[Exercise material]

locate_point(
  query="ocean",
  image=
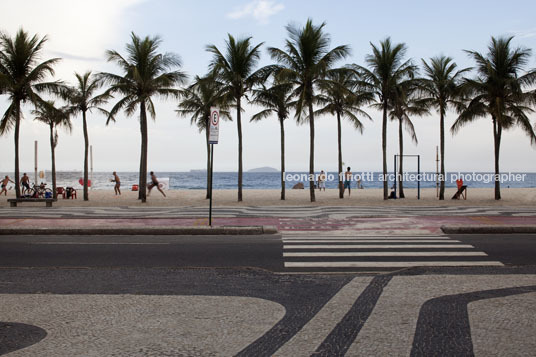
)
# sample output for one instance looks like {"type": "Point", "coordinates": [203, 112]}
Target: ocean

[/Exercise material]

**Exercise directions:** Quote the preceding records in their entirety, excluding every picture.

**Answer section:**
locate_point(
  query="ocean",
  image=
)
# sample output for one instance looks like {"type": "Point", "coordinates": [203, 112]}
Target: ocean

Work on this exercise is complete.